Cuando me dijeron que para visitar Abu Simbel había que levantarse a las 2:30 de la mañana pensé: “¿en serio?”. Con los ojos medio pegados, salimos del barco con una bolsita de desayuno (que ya te adelanto que no pasará a la historia) y nos subimos al bus rumbo a una de las visitas más esperadas del viaje por Egipto.
El trayecto es largo, oscuro y, si tienes suerte, puedes echar una cabezadita… aunque yo me pasé las casi tres horas de ida mirando por la ventana, medio dormida, medio emocionada. El amanecer nos recibió justo al llegar, con esa luz mágica que hace que todo parezca más impresionante. Y sí, la primera imagen del templo con los rayos del sol asomando por detrás es de esas que no se te olvidan.

========================

## RETO 1
Reproduce palabra por palabra el texto completo sobre la visita a Abu Simbel.
El texto y los registros no tienen relación entre sí.

## Entradas de datos extraídos

========================

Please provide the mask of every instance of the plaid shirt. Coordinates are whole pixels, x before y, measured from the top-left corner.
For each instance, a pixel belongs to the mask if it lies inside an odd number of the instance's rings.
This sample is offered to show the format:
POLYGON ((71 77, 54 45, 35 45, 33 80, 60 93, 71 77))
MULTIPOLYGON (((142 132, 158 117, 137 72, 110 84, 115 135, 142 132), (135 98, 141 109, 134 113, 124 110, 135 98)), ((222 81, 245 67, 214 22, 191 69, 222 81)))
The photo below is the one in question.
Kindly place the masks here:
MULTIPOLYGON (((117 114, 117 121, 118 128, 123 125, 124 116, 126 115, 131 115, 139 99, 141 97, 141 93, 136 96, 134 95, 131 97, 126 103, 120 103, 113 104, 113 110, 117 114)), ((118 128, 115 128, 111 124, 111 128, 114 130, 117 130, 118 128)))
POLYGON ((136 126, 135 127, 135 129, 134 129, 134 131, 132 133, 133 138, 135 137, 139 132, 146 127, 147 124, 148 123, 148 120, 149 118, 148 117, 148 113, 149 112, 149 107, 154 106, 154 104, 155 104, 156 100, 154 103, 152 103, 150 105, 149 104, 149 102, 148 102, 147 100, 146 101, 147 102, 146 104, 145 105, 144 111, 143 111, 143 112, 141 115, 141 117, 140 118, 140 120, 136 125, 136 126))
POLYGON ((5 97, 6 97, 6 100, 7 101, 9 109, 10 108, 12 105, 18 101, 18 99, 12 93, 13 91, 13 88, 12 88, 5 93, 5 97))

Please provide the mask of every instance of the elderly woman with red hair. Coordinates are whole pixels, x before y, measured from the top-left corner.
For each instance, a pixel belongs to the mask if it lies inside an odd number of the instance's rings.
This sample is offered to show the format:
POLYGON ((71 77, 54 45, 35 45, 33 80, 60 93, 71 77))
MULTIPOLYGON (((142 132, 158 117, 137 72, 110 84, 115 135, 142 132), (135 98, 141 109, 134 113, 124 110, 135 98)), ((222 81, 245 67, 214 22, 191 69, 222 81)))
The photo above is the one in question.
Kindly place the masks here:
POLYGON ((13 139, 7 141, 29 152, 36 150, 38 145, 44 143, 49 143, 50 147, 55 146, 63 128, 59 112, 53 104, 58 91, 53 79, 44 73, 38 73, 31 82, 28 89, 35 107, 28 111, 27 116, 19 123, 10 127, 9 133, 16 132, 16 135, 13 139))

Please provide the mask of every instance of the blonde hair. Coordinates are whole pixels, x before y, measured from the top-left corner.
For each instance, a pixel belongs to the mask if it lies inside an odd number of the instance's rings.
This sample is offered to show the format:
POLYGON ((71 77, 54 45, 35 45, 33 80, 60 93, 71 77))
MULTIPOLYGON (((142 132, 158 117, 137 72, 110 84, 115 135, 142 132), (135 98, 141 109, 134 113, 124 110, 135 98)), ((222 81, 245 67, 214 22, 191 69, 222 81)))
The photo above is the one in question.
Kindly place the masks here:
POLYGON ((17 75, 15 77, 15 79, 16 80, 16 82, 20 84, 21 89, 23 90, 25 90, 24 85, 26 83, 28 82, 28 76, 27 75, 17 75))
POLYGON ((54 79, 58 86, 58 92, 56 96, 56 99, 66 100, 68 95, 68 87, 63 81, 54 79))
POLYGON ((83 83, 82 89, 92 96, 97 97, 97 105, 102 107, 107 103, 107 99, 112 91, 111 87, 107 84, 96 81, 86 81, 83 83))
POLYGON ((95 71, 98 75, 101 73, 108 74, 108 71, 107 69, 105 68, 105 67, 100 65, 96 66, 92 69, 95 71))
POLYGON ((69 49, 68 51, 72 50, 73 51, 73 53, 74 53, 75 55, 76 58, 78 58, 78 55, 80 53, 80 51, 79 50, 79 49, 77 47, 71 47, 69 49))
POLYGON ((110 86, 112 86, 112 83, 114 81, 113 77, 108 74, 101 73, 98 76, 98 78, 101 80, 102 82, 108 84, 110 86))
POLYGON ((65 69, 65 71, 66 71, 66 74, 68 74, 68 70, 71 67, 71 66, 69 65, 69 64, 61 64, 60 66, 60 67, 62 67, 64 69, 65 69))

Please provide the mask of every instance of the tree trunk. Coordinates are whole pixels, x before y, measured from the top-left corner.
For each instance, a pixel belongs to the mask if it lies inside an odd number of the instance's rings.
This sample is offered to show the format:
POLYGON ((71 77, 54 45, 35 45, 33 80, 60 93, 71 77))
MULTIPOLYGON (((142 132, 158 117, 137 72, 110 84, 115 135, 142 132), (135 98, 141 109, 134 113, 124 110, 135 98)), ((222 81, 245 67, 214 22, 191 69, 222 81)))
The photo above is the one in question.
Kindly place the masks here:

========================

## RETO 2
Cita textualmente las líneas de los registros que van desde la que contiene "Please provide the mask of every instance of the elderly" hasta la que contiene "POLYGON ((13 139, 7", ambas incluidas.

## RESULTADO 1
Cuando me dijeron que para visitar Abu Simbel había que levantarse a las 2:30 de la mañana pensé: “¿en serio?”. Con los ojos medio pegados, salimos del barco con una bolsita de desayuno (que ya te adelanto que no pasará a la historia) y nos subimos al bus rumbo a una de las visitas más esperadas del viaje por Egipto.
El trayecto es largo, oscuro y, si tienes suerte, puedes echar una cabezadita… aunque yo me pasé las casi tres horas de ida mirando por la ventana, medio dormida, medio emocionada. El amanecer nos recibió justo al llegar, con esa luz mágica que hace que todo parezca más impresionante. Y sí, la primera imagen del templo con los rayos del sol asomando por detrás es de esas que no se te olvidan.

## RESULTADO 2
Please provide the mask of every instance of the elderly woman with red hair. Coordinates are whole pixels, x before y, measured from the top-left corner.
For each instance, a pixel belongs to the mask if it lies inside an odd number of the instance's rings.
This sample is offered to show the format:
POLYGON ((71 77, 54 45, 35 45, 33 80, 60 93, 71 77))
MULTIPOLYGON (((142 132, 158 117, 137 72, 110 84, 115 135, 142 132), (135 98, 141 109, 134 113, 124 110, 135 98)), ((222 81, 245 67, 214 22, 191 69, 222 81)))
The photo above is the one in question.
Kindly place the masks here:
POLYGON ((13 139, 7 141, 29 152, 36 150, 38 145, 44 143, 49 143, 50 147, 55 146, 63 128, 59 112, 53 104, 58 91, 53 79, 44 73, 38 73, 31 82, 28 89, 35 107, 28 111, 27 116, 19 123, 10 127, 9 133, 16 132, 16 135, 13 139))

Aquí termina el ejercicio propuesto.